> Aufgabe: Fasse den Text über Beziehungsangst in zwei Sätzen zusammen.

> Vorliegender Text:

Ich lasse meine Partnerinnen immer wieder fallen, kann ich lernen zu lieben? (Teil 2)
Warum wandert er immer von dannen, wenn es auf eine Beziehung zugeht? Ist sein Herz aus Holz, oder hat er unbewusst Beziehungsangst?
((Fortsetzung von “Ich lasse meine Partnerinnen immer wieder fallen, kann ich lernen zu lieben?”))
Hallo Beatrice,
vielen Dank für deine Antwort! Ich hab deine interessante Übung gemacht, mir sehr genau vorzustellen, dass ich mich der Liebe einer Frau ganz hingebe und mit ihr zusammenlebe.
Also meine Gefühle und Ängste beim Gedanken an eine glückliche Beziehung:
Wenn ich eine solche hätte, würde ich daraus viel Kraft schöpfen, weil ich mich geborgen, wohl und sicher fühlen würde. Genauso würde ich Kraft an meine Frau weitergeben.

> Vorliegende Einträge:
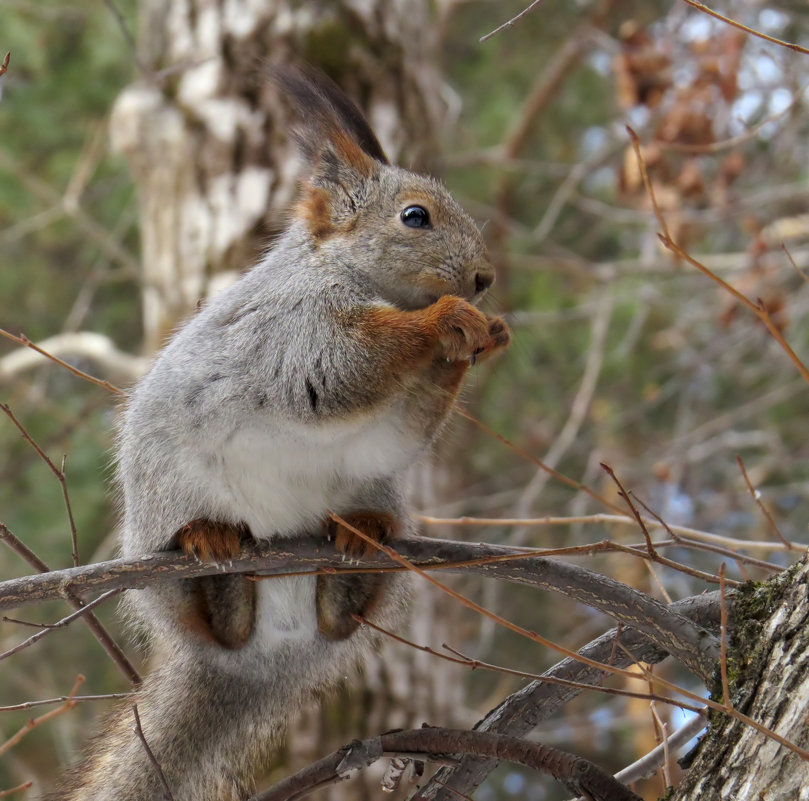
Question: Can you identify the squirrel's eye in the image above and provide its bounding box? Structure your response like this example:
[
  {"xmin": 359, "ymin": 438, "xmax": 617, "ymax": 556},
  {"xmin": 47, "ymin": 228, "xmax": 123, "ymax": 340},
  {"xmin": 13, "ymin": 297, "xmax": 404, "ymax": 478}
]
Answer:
[{"xmin": 399, "ymin": 206, "xmax": 432, "ymax": 228}]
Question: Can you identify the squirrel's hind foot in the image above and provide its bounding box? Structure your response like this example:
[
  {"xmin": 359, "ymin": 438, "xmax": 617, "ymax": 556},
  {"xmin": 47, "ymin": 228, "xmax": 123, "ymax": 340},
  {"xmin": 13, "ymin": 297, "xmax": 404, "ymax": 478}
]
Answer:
[{"xmin": 174, "ymin": 517, "xmax": 250, "ymax": 562}]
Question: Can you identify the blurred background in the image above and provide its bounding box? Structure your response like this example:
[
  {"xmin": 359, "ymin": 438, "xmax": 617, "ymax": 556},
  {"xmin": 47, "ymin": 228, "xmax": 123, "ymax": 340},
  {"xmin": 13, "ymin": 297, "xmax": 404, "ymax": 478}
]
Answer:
[{"xmin": 0, "ymin": 0, "xmax": 809, "ymax": 801}]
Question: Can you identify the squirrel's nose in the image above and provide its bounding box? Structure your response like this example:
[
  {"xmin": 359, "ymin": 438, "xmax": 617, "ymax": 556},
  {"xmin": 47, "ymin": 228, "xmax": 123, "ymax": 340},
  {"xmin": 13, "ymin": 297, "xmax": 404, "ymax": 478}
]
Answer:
[{"xmin": 475, "ymin": 272, "xmax": 494, "ymax": 295}]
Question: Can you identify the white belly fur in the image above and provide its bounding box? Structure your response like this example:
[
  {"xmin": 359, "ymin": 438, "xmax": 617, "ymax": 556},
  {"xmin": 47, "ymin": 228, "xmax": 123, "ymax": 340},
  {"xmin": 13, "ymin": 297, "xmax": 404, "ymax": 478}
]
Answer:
[{"xmin": 208, "ymin": 410, "xmax": 420, "ymax": 650}]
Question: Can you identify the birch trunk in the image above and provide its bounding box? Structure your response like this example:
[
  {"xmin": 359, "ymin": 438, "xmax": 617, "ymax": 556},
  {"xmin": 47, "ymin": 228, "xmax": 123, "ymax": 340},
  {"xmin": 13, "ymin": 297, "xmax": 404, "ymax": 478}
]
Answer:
[
  {"xmin": 111, "ymin": 0, "xmax": 460, "ymax": 799},
  {"xmin": 671, "ymin": 561, "xmax": 809, "ymax": 801}
]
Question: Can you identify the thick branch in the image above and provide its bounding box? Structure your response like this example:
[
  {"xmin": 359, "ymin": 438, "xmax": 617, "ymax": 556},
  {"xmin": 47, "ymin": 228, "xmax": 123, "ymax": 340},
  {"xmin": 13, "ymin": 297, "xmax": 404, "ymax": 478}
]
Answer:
[
  {"xmin": 411, "ymin": 592, "xmax": 719, "ymax": 801},
  {"xmin": 252, "ymin": 728, "xmax": 640, "ymax": 801},
  {"xmin": 0, "ymin": 537, "xmax": 719, "ymax": 679}
]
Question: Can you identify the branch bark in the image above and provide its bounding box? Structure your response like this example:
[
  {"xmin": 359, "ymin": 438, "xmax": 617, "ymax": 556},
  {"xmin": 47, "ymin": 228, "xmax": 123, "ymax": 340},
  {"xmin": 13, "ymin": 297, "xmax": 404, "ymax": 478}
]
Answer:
[
  {"xmin": 251, "ymin": 728, "xmax": 640, "ymax": 801},
  {"xmin": 0, "ymin": 537, "xmax": 719, "ymax": 679},
  {"xmin": 410, "ymin": 592, "xmax": 720, "ymax": 801}
]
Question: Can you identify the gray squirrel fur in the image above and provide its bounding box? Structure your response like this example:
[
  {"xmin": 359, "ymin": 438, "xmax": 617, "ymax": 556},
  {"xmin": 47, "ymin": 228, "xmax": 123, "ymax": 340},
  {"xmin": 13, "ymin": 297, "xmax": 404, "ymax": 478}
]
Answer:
[{"xmin": 48, "ymin": 65, "xmax": 508, "ymax": 801}]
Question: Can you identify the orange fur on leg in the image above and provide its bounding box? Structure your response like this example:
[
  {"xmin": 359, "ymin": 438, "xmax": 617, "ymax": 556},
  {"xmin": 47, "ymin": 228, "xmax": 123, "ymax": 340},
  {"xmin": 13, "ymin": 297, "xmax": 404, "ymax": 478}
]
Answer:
[{"xmin": 175, "ymin": 517, "xmax": 249, "ymax": 562}]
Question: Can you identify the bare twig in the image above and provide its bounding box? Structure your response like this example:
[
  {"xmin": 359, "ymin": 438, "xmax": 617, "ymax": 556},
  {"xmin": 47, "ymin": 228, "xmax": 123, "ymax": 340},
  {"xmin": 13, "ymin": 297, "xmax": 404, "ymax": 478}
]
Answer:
[
  {"xmin": 576, "ymin": 707, "xmax": 708, "ymax": 801},
  {"xmin": 0, "ymin": 590, "xmax": 121, "ymax": 662},
  {"xmin": 627, "ymin": 128, "xmax": 809, "ymax": 384},
  {"xmin": 352, "ymin": 615, "xmax": 701, "ymax": 712},
  {"xmin": 251, "ymin": 727, "xmax": 640, "ymax": 801},
  {"xmin": 415, "ymin": 512, "xmax": 809, "ymax": 552},
  {"xmin": 781, "ymin": 242, "xmax": 809, "ymax": 284},
  {"xmin": 512, "ymin": 292, "xmax": 612, "ymax": 528},
  {"xmin": 0, "ymin": 328, "xmax": 126, "ymax": 396},
  {"xmin": 0, "ymin": 523, "xmax": 141, "ymax": 685},
  {"xmin": 0, "ymin": 674, "xmax": 84, "ymax": 754},
  {"xmin": 455, "ymin": 404, "xmax": 624, "ymax": 517},
  {"xmin": 719, "ymin": 562, "xmax": 731, "ymax": 708},
  {"xmin": 0, "ymin": 693, "xmax": 132, "ymax": 712},
  {"xmin": 0, "ymin": 534, "xmax": 719, "ymax": 676},
  {"xmin": 0, "ymin": 403, "xmax": 79, "ymax": 567},
  {"xmin": 618, "ymin": 644, "xmax": 809, "ymax": 761},
  {"xmin": 736, "ymin": 454, "xmax": 784, "ymax": 550},
  {"xmin": 330, "ymin": 512, "xmax": 718, "ymax": 679},
  {"xmin": 132, "ymin": 704, "xmax": 174, "ymax": 801},
  {"xmin": 0, "ymin": 782, "xmax": 34, "ymax": 798},
  {"xmin": 478, "ymin": 0, "xmax": 542, "ymax": 43},
  {"xmin": 412, "ymin": 592, "xmax": 719, "ymax": 801},
  {"xmin": 626, "ymin": 125, "xmax": 671, "ymax": 239},
  {"xmin": 684, "ymin": 0, "xmax": 809, "ymax": 55}
]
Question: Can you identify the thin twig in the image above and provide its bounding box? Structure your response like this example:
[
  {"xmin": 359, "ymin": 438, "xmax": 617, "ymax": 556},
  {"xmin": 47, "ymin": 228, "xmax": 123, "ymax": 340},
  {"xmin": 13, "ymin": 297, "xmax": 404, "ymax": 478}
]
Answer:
[
  {"xmin": 0, "ymin": 780, "xmax": 34, "ymax": 798},
  {"xmin": 414, "ymin": 513, "xmax": 809, "ymax": 552},
  {"xmin": 658, "ymin": 234, "xmax": 809, "ymax": 384},
  {"xmin": 736, "ymin": 454, "xmax": 784, "ymax": 550},
  {"xmin": 719, "ymin": 562, "xmax": 731, "ymax": 708},
  {"xmin": 0, "ymin": 523, "xmax": 141, "ymax": 685},
  {"xmin": 478, "ymin": 0, "xmax": 542, "ymax": 43},
  {"xmin": 0, "ymin": 674, "xmax": 84, "ymax": 754},
  {"xmin": 455, "ymin": 404, "xmax": 624, "ymax": 517},
  {"xmin": 599, "ymin": 462, "xmax": 657, "ymax": 559},
  {"xmin": 132, "ymin": 704, "xmax": 174, "ymax": 801},
  {"xmin": 330, "ymin": 512, "xmax": 705, "ymax": 679},
  {"xmin": 0, "ymin": 328, "xmax": 126, "ymax": 396},
  {"xmin": 0, "ymin": 403, "xmax": 79, "ymax": 567},
  {"xmin": 352, "ymin": 615, "xmax": 701, "ymax": 712},
  {"xmin": 0, "ymin": 693, "xmax": 133, "ymax": 712},
  {"xmin": 250, "ymin": 727, "xmax": 640, "ymax": 801},
  {"xmin": 781, "ymin": 242, "xmax": 809, "ymax": 284},
  {"xmin": 626, "ymin": 125, "xmax": 671, "ymax": 239},
  {"xmin": 0, "ymin": 590, "xmax": 122, "ymax": 662},
  {"xmin": 618, "ymin": 643, "xmax": 809, "ymax": 761},
  {"xmin": 684, "ymin": 0, "xmax": 809, "ymax": 55}
]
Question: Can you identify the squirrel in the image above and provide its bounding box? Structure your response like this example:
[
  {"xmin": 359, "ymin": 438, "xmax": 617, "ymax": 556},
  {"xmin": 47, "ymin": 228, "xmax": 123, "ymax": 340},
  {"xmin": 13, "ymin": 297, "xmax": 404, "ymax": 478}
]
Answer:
[{"xmin": 47, "ymin": 67, "xmax": 510, "ymax": 801}]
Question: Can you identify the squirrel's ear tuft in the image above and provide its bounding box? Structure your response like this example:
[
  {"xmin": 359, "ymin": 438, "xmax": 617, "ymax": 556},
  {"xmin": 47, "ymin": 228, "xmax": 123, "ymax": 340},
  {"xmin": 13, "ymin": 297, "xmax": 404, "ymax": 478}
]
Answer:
[
  {"xmin": 270, "ymin": 64, "xmax": 389, "ymax": 174},
  {"xmin": 270, "ymin": 66, "xmax": 388, "ymax": 239}
]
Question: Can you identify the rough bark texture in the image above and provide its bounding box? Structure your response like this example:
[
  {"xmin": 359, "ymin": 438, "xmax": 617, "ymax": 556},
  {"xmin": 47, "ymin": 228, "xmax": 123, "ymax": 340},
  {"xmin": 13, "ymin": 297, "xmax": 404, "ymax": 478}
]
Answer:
[
  {"xmin": 670, "ymin": 560, "xmax": 809, "ymax": 801},
  {"xmin": 106, "ymin": 0, "xmax": 452, "ymax": 799},
  {"xmin": 112, "ymin": 0, "xmax": 441, "ymax": 353}
]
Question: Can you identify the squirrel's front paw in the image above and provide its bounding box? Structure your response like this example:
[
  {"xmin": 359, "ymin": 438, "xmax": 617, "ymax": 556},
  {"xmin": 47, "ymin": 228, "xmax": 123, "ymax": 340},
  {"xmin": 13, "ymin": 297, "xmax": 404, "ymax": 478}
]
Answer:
[
  {"xmin": 472, "ymin": 317, "xmax": 511, "ymax": 362},
  {"xmin": 174, "ymin": 517, "xmax": 247, "ymax": 562},
  {"xmin": 435, "ymin": 295, "xmax": 491, "ymax": 361},
  {"xmin": 326, "ymin": 512, "xmax": 398, "ymax": 559}
]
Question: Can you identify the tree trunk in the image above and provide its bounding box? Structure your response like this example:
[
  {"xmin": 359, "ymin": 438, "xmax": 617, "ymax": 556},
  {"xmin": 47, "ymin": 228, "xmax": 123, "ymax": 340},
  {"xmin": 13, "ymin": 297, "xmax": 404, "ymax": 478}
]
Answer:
[
  {"xmin": 111, "ymin": 0, "xmax": 460, "ymax": 798},
  {"xmin": 671, "ymin": 560, "xmax": 809, "ymax": 801},
  {"xmin": 111, "ymin": 0, "xmax": 441, "ymax": 353}
]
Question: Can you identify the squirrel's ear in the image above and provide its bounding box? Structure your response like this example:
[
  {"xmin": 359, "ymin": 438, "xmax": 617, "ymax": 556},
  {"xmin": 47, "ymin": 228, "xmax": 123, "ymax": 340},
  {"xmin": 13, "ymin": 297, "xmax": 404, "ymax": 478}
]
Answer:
[{"xmin": 271, "ymin": 66, "xmax": 388, "ymax": 236}]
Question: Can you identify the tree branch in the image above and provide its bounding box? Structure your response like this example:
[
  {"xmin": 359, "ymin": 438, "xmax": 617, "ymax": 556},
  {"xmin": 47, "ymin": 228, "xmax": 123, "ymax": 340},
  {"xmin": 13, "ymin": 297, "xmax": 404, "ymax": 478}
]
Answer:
[
  {"xmin": 411, "ymin": 592, "xmax": 720, "ymax": 801},
  {"xmin": 251, "ymin": 728, "xmax": 640, "ymax": 801},
  {"xmin": 0, "ymin": 537, "xmax": 719, "ymax": 679}
]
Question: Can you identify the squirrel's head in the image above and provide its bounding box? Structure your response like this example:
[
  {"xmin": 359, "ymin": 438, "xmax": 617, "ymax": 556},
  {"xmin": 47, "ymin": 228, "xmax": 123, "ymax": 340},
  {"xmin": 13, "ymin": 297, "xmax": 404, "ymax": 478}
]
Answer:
[{"xmin": 273, "ymin": 64, "xmax": 494, "ymax": 309}]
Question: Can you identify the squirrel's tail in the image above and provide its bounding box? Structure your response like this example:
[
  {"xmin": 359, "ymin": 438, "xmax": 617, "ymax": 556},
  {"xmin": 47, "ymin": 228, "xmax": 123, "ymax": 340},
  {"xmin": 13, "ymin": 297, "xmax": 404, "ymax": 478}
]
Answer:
[
  {"xmin": 40, "ymin": 660, "xmax": 280, "ymax": 801},
  {"xmin": 43, "ymin": 628, "xmax": 347, "ymax": 801}
]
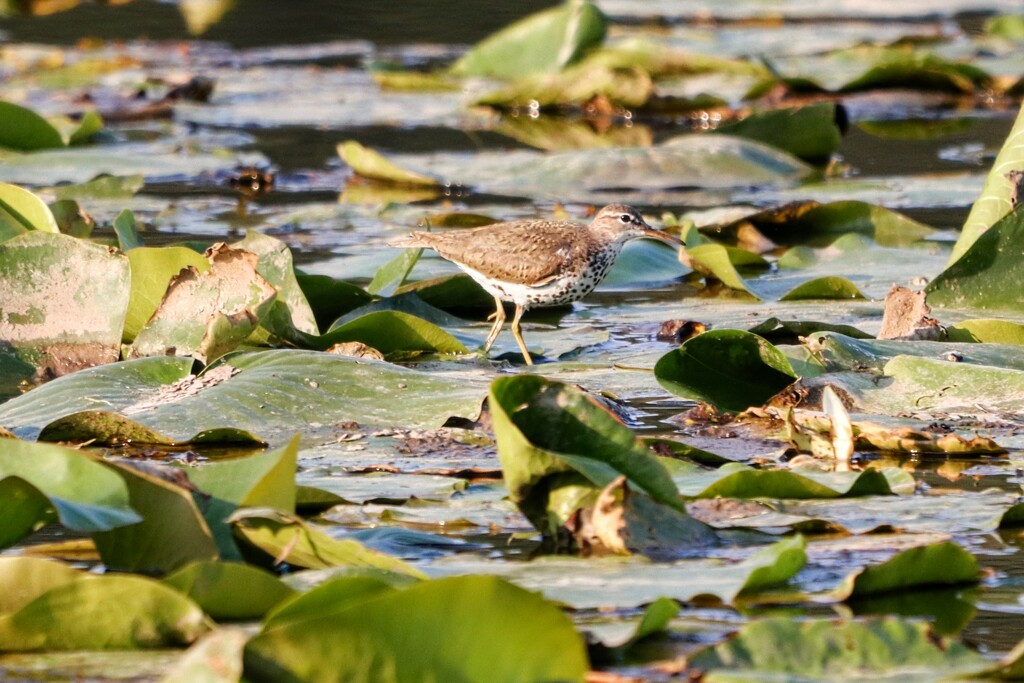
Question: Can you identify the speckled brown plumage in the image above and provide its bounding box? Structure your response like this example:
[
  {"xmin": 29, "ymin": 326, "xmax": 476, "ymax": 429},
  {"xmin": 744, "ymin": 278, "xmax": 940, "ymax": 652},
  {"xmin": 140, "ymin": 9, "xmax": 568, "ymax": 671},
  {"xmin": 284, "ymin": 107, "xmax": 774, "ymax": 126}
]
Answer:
[{"xmin": 390, "ymin": 204, "xmax": 681, "ymax": 365}]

> Endgültige Lösung: Der Schreiber, der seine Partnerinnen immer wieder fallen lässt, hat Beatrices Übung gemacht und sich genau vorgestellt, sich der Liebe einer Frau ganz hinzugeben und mit ihr zusammenzuleben. Er schreibt, dass er aus einer glücklichen Beziehung viel Kraft schöpfen würde, weil er sich geborgen, wohl und sicher fühlen würde, und dass er diese Kraft auch an seine Frau weitergeben würde.